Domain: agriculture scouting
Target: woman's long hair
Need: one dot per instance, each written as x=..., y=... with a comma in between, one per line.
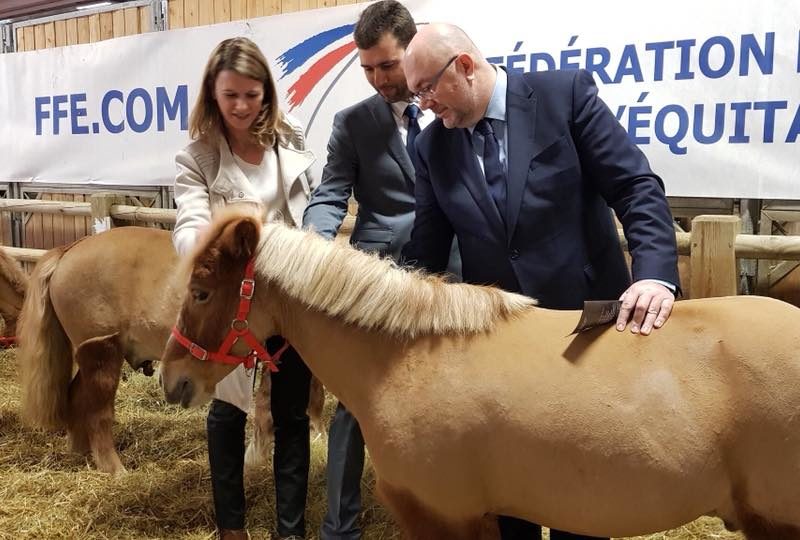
x=245, y=58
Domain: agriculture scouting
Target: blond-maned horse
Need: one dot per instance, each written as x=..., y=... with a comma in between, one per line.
x=13, y=284
x=95, y=304
x=473, y=402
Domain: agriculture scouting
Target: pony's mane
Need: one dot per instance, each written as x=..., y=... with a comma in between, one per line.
x=374, y=293
x=11, y=271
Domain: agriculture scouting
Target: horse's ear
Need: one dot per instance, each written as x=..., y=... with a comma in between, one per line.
x=243, y=238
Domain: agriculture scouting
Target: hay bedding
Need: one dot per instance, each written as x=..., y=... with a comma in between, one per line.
x=48, y=493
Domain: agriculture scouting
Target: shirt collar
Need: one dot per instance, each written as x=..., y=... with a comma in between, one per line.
x=497, y=103
x=399, y=107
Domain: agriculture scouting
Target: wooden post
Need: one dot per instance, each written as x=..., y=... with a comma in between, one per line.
x=101, y=210
x=713, y=258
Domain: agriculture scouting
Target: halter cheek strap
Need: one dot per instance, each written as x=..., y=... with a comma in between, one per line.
x=240, y=329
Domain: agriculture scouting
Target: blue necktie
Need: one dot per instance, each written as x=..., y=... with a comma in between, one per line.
x=411, y=112
x=492, y=167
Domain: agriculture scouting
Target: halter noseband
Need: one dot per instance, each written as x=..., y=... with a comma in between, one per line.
x=239, y=329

* _Problem to work on_:
The word "horse" appears in some lines of the data. Copy every one of those lines.

* _Task output_:
Target: blond-maned horse
Target: horse's ear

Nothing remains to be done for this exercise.